»»

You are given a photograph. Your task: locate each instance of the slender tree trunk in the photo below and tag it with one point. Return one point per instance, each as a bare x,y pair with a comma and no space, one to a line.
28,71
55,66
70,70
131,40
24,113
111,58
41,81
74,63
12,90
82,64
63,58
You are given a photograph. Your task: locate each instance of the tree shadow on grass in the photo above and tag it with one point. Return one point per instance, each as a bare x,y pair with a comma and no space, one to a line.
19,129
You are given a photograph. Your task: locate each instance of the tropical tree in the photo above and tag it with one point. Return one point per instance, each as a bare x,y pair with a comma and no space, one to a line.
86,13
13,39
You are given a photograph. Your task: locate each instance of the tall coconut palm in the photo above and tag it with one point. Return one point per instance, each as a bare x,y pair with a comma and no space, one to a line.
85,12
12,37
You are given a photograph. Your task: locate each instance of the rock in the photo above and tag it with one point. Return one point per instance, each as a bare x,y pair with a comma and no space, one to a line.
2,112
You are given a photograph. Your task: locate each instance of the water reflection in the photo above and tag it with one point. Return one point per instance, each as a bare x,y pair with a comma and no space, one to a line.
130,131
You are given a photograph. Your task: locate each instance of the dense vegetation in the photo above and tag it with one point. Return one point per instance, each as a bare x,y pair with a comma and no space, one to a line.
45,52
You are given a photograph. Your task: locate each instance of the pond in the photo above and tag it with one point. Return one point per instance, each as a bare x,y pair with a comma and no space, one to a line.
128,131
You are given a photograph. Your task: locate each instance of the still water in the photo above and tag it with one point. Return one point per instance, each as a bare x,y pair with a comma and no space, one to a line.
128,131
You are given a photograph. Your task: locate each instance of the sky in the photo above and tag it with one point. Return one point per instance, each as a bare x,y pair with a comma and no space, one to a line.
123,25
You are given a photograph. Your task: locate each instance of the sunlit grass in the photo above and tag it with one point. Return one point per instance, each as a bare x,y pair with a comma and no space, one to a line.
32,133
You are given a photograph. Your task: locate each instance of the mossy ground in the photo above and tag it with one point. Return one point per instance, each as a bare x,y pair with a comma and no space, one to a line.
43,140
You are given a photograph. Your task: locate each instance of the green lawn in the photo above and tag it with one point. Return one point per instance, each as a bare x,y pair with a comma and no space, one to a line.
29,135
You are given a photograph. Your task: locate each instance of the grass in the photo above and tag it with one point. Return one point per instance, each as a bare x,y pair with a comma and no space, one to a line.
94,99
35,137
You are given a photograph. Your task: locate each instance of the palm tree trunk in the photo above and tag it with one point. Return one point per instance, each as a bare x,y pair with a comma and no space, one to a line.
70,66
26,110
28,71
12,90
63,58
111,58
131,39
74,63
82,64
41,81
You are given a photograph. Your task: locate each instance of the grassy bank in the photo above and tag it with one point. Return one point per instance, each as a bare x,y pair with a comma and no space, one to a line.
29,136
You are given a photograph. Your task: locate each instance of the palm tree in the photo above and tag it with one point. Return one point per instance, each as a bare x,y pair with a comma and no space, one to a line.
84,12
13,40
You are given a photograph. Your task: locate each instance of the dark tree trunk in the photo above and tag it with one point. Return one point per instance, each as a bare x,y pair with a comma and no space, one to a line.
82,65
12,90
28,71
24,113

««

**Brief:** The answer must consist of all the entries, copied exactly.

**Worked solution:**
You are given a photograph. Your task: locate each instance of the slender tree trunk in the photo below and tag it with one point. Return one point per instance, each as a bare x,y pair with a comma and no space, one to a line.
28,71
55,66
70,70
131,40
24,113
111,58
41,81
74,63
12,90
82,64
63,58
You are given a photograph. Your task: locate each instance of the tree shadow on grass in the photo above and tag it with one point. Return one point per instance, each as a bare x,y pair with a comma and no space, one to a line.
19,129
You are given a photograph. Your task: locate each instance of the tropical tree in the photo above and tag it with one point. Return one point per instance, each as a bare x,y pair with a comma and no space, one to a line.
86,13
13,39
You are given a photograph. Your task: locate each instance of the tall coconut palm in the photo above and tag it with one point. Return one point per instance, each as a bare x,y pair with a comma and no space, one to a line.
85,12
12,37
You are given a photograph. Your task: locate each instance of the rock in the photo above and tag it with one point. Return one point per instance, each as a bare x,y pair with a comma and no space, one to a line.
2,112
You are given a photograph. Your task: locate each instance of the water reflection in the photo above and tag it with one point. Return one point per instance, each as a bare x,y pair with a comma and no space, one to a line.
130,131
You are given a photograph. Your task: locate each instance of the dense vegetation in the photo above and tag it with one point. Return one point per instance, each as a bare x,y pair with a comma and no space, one to a line.
45,52
You are given a photograph. Your task: locate each instance of the pond in the photo above and tag it with one point. Return one point per instance, each as a bare x,y pair with a comma and no space, one to a line.
128,131
You are given a photograph. Your task: locate each instance of the still water in the photo above and tag it with one point. Return one point per instance, each as a bare x,y pair with a comma and no space, one to a line.
128,131
You are given a photograph. Your task: locate each instance of the sky in the photo above and tag it with one point. Return one point per instance, each as a bare x,y pair with a comma and no space, one to a line.
123,25
You are given a photograph. Your task: locate each instance of the sunlit grass in the photo above and tag it with one point. Return one point per instance, each as a bare x,y pair with a comma and no space, one to a line.
32,133
You are given a photograph. Your task: locate each instance of the mossy ground in the photo above and tag it with one point. Return one point per instance, each as a bare x,y pair with a comma and no space, one to a line.
43,140
You are given a photograph. Your task: locate each instance of the green lawn in the photo above and tag it with one point. Return one point per instance, each as a bare x,y pair with a comma and no space, one to a line.
29,135
You are given a photograph. Your task: locate each instance of the grass in the photo above and tag it with one point. Return one point per instance, each as a bare x,y pair with a comma and no space, one to a line.
94,99
35,137
You are given a photograph. Your task: locate each instance of the palm tree trunk in the photo above and tag it with one point. Return one point per instance, each as a bare x,y pair with a comma and no space, one to a line.
70,66
26,110
28,71
12,90
63,58
111,58
131,39
74,63
82,64
41,81
You are given a photograph. Your task: locate each instance of the grassy bank in the photo above and tag it with one point. Return one point per instance, each as a bare x,y pair with a comma and no space, one to a line.
29,136
You are given a photograph. Your task: locate each instance of the palm tree in the photo above and tag it with one point. Return one point per instance, each as a bare x,y pair with a comma and no space, one to a line.
84,12
13,40
You are given a photograph. Your task: locate each instance of the dark tree trunk in the photo above and tag it with one point. Return one point per instance, each as a bare x,y pair with a comma and no space, one to a line.
82,65
12,90
28,71
24,113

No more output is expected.